- **Parts of the exercise**:
1. In the blog post on the Chauncey marijuana case, condense the paragraph that begins "In Chauncey, the Eighth Circuit rejects" into a short bulleted list that keeps its main facts.
2. Add a paragraph that continues the blog post on the Chauncey marijuana case after its final sentence.

- **Text passage**:
Reefer madness in the 8th Circuit

I will leave it to readers to decide for themselves which judges on the Eighth Circuit seem to have their judgment clouded by the wicked weed in US v. Chauncey, No. 04-1529 (8th Cir. Aug. 25, 2005) (available here).  The defendant in Chauncey, as a result of a criminal history leading to his classification as a career offender, received a sentence of 100 months after being convicted of possessing with intent to distribute less than two ounces of marijuana.  According to Judge Lay's dissent, "Chauncey's undisputed purpose was to help [his friend] obtain marijuana to alleviate the painful effects of her multiple sclerosis."

In Chauncey, the Eighth Circuit rejects numerous arguments concerning the defendant's trial and (pre-Booker) sentencing.  Particularly interesting for sentencing fans is the panel majority's rejection of the defendant's claim that his sentence was unreasonable in light of the 3553(a) factors.  Revealing yet again the circuits' obvious disinclination to declare any within guideline sentencing unreasonable, the panel majority relies heavily on the applicable guideline range to "conclude that the sentence passes muster under Booker."

- **Pointing and labeling entries**:
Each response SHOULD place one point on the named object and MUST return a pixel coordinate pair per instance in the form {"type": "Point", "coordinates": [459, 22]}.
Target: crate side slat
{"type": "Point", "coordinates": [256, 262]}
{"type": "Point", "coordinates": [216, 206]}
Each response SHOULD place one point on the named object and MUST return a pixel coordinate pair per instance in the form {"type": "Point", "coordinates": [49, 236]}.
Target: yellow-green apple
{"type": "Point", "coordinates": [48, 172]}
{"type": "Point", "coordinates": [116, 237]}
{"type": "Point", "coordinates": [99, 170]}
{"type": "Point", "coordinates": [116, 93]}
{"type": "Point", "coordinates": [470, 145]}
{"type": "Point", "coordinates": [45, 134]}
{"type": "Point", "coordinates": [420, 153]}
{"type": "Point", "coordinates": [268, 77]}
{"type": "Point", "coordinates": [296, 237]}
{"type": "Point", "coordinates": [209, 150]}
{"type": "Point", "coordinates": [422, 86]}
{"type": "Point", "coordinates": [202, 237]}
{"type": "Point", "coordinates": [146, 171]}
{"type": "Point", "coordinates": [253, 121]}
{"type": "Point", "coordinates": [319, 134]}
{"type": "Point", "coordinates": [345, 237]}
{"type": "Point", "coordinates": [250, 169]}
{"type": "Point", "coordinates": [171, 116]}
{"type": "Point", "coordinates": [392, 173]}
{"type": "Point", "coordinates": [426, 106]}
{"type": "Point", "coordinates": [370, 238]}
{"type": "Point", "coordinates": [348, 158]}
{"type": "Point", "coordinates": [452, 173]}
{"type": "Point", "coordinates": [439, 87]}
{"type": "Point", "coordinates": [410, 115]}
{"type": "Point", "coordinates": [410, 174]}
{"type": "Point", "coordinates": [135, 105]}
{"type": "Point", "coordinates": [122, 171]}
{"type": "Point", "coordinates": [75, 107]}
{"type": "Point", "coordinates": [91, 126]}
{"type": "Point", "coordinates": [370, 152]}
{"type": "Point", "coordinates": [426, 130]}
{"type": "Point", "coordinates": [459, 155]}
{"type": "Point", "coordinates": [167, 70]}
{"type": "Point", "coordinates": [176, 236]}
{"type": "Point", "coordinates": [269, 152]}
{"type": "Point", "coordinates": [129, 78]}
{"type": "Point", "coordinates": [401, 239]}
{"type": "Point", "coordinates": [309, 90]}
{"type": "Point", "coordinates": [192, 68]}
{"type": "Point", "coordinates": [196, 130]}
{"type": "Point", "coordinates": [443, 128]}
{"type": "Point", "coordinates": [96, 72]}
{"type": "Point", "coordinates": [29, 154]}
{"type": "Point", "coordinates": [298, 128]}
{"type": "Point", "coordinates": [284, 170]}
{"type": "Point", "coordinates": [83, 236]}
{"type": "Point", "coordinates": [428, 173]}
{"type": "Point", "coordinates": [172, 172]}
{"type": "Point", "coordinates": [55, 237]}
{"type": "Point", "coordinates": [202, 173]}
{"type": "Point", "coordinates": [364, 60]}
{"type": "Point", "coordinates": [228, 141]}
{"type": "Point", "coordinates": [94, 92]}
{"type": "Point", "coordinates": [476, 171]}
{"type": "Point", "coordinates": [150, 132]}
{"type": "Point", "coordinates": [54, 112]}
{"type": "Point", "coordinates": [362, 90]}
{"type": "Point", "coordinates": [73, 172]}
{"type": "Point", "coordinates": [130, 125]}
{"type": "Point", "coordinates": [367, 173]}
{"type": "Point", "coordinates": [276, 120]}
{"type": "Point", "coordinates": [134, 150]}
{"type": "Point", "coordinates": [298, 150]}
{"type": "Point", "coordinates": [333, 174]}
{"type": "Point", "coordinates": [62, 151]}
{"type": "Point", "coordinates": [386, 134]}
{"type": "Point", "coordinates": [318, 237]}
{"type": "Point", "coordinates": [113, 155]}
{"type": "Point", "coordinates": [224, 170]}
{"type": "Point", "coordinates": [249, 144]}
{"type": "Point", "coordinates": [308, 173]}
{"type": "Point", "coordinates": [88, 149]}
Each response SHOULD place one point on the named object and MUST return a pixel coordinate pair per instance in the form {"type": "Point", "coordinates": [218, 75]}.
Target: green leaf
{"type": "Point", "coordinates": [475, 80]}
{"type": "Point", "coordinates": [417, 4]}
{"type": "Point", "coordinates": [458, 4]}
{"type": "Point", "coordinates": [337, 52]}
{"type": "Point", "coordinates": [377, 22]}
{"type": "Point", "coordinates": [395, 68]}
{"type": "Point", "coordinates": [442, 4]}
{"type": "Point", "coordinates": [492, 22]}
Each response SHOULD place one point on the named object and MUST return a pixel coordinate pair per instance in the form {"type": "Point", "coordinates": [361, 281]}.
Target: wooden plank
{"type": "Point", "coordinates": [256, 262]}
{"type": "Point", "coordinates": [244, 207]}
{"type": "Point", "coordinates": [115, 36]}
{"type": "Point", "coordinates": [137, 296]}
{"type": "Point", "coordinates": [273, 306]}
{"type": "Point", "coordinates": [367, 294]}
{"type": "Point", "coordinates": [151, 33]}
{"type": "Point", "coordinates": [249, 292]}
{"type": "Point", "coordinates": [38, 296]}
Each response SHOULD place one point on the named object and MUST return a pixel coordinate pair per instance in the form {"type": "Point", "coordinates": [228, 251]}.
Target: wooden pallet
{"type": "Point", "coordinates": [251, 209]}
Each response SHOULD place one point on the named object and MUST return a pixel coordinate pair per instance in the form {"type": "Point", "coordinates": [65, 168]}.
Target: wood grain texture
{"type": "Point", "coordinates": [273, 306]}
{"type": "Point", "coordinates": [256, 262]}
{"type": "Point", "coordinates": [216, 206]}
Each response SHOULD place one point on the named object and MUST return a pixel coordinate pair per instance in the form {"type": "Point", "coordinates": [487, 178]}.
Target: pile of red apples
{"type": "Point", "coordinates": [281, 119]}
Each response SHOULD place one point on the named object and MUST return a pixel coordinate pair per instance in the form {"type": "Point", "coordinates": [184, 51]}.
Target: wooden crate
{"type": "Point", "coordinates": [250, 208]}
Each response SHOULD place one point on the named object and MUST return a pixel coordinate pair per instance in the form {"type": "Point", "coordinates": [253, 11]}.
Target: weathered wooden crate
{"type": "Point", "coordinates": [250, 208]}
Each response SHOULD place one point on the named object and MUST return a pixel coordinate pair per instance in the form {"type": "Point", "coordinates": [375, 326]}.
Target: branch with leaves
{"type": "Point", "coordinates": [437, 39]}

---

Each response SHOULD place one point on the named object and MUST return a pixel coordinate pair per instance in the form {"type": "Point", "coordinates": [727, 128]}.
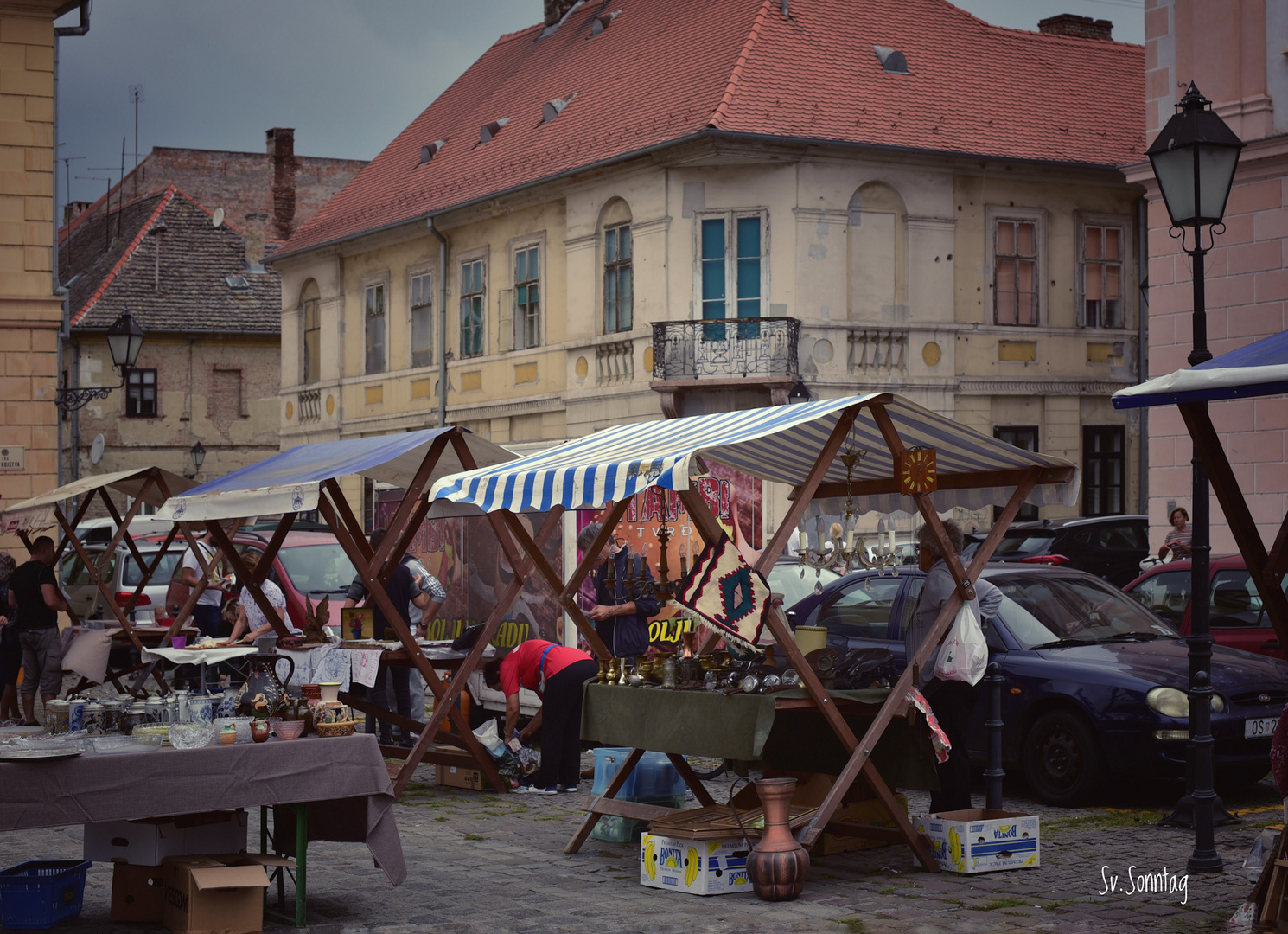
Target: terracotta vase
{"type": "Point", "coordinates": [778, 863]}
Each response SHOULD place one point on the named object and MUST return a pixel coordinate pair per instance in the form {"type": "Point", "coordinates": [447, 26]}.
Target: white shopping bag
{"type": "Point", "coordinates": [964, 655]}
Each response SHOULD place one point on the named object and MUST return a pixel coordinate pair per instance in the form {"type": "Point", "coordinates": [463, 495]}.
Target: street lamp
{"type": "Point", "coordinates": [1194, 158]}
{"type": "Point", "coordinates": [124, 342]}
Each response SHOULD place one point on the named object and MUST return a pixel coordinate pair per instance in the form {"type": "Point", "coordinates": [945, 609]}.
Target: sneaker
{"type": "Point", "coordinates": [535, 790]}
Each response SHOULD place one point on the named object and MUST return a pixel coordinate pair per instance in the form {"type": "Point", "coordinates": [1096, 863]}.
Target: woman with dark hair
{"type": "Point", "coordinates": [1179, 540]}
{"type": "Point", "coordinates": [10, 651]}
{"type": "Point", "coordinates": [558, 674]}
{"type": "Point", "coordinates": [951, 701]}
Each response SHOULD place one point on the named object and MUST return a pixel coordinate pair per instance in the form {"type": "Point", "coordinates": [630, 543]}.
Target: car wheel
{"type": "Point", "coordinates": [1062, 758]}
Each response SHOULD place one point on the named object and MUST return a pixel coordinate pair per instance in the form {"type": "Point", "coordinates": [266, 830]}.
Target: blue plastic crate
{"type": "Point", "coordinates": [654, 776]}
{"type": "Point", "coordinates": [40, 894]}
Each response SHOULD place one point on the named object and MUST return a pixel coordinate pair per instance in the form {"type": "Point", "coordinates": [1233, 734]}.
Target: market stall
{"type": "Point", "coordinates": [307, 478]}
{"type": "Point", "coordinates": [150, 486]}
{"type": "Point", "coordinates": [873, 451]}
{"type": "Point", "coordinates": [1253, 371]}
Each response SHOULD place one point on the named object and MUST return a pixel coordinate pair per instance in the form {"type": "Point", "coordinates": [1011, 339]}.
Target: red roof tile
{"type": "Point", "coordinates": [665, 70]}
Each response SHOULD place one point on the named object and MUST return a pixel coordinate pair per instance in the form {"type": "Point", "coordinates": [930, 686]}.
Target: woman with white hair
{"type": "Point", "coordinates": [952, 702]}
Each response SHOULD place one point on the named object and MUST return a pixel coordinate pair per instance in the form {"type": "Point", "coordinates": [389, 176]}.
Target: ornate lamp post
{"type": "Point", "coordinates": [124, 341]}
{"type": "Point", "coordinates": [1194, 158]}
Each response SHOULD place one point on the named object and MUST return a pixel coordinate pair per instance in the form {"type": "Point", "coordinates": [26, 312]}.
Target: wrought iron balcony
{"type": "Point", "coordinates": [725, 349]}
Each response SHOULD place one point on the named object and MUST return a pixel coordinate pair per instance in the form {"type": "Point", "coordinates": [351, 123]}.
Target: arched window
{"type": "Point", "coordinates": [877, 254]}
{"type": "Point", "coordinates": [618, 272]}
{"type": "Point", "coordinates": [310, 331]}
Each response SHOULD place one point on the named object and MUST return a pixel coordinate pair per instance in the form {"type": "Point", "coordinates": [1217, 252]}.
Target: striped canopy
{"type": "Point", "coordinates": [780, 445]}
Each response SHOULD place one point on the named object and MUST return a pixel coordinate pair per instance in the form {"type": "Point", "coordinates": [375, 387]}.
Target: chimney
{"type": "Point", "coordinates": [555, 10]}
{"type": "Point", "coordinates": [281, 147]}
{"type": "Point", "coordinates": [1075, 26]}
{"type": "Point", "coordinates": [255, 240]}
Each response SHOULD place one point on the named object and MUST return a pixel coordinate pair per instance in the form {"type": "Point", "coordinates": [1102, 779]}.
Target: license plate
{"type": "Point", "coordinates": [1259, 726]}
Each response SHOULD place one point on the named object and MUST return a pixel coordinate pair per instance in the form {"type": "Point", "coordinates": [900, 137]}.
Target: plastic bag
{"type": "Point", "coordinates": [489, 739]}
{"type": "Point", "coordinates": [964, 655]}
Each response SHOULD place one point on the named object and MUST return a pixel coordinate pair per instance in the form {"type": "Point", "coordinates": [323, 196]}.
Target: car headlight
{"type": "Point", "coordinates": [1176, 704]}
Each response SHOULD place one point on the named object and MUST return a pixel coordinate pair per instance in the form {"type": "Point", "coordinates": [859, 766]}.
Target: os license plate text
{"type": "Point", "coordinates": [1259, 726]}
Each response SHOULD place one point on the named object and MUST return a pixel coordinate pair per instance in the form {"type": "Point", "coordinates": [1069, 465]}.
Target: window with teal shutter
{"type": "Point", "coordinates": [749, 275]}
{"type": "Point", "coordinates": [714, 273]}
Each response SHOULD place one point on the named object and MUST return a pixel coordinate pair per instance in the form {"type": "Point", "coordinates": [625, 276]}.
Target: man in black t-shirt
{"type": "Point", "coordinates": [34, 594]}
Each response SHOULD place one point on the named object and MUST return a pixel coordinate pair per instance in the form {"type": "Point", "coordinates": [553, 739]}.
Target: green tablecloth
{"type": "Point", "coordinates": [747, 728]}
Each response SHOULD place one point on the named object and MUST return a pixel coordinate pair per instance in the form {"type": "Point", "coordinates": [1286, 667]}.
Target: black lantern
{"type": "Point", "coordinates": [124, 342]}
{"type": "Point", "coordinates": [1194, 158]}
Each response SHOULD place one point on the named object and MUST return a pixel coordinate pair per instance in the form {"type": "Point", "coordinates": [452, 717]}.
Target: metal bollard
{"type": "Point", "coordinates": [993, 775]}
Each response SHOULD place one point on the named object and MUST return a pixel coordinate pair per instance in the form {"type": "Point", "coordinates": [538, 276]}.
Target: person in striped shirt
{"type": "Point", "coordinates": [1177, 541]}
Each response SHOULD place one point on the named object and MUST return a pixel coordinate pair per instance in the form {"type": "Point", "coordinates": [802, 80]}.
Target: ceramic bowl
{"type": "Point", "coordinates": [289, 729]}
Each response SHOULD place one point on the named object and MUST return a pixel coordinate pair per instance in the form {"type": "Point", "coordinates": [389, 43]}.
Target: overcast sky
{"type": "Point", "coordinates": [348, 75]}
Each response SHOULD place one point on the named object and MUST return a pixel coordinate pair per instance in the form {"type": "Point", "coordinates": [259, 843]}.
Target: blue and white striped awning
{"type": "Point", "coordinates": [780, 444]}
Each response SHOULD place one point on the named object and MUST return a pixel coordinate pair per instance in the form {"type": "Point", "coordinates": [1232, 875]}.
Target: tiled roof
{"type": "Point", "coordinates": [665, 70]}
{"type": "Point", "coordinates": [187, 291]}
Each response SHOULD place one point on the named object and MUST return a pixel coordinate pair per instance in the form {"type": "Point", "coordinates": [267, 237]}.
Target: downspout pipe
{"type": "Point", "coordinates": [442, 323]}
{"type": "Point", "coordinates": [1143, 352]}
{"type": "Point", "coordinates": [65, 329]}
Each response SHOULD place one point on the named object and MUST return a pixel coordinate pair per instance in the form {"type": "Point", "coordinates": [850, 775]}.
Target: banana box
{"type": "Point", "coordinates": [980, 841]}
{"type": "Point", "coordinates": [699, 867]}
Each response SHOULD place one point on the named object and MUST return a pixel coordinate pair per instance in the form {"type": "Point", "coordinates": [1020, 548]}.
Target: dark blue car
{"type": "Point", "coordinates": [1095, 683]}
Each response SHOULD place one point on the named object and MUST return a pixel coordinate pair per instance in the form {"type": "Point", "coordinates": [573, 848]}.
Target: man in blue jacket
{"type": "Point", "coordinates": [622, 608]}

--

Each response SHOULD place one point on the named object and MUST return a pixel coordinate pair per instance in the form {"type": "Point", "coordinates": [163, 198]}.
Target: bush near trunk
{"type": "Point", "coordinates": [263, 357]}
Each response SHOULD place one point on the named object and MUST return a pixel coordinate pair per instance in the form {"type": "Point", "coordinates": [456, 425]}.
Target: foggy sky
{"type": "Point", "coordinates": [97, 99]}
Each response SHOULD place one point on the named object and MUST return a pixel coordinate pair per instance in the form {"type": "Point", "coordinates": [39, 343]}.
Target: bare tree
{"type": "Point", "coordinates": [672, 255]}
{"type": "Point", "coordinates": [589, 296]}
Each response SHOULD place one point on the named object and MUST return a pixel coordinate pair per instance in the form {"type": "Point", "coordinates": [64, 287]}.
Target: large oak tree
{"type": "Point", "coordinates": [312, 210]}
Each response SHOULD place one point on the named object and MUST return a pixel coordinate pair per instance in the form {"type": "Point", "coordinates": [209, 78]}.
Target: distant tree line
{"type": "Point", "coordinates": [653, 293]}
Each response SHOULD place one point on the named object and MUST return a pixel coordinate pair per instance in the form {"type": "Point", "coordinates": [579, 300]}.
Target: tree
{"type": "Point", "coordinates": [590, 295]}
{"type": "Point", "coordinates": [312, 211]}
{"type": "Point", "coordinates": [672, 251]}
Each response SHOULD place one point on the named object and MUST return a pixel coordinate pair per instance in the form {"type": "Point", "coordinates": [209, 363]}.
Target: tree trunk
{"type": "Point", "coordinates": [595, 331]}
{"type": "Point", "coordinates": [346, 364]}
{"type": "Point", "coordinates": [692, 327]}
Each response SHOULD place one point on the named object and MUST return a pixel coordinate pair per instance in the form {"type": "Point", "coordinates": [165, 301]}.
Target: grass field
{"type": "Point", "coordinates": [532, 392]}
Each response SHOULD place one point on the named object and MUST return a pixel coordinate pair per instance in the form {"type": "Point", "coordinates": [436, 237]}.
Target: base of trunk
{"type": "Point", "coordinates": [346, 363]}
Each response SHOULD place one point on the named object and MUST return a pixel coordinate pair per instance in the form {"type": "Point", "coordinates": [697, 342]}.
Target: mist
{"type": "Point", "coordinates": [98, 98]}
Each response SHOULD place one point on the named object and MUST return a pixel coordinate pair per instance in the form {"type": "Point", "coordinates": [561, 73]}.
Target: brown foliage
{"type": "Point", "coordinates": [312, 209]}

- **Answers to the problems**:
1.
- The Eighth Circuit rejected many of the defendant's arguments about his trial and his pre-Booker sentencing.
- The panel majority rejected his claim that the sentence was unreasonable under the 3553(a) factors.
- The ruling again shows the circuits' reluctance to find any within-guideline sentence unreasonable.
- The majority leaned heavily on the applicable guideline range to "conclude that the sentence passes muster under Booker."

2.
In a spirited dissent, Judge Lay argues that 100 months for Chauncey's offense violates the Eighth Amendment's prohibition on cruel and unusual punishments.  Judge Lay concludes by noting that "the Government can cite no case that has approved a sentence as harsh as Chauncey's for possession with intent to distribute less than two ounces of marijuana."  Disappointingly, Judge Lay's dissent does not engage the issue of reasonableness after Booker (although surely he believes the sentence is unreasonable as well as unconstitutional).

I find both the facts and the ruling in Chauncey sad, especially because it demonstrates again the persistence of the post-Booker appellate sopor in which the circuits are repeatedly suggesting through word and deed that even the federal guidelines' most extreme sentencing terms are always reasonable.

UPDATE: Over at TalkLeft, these comments about the Chauncey case are really interesting and telling.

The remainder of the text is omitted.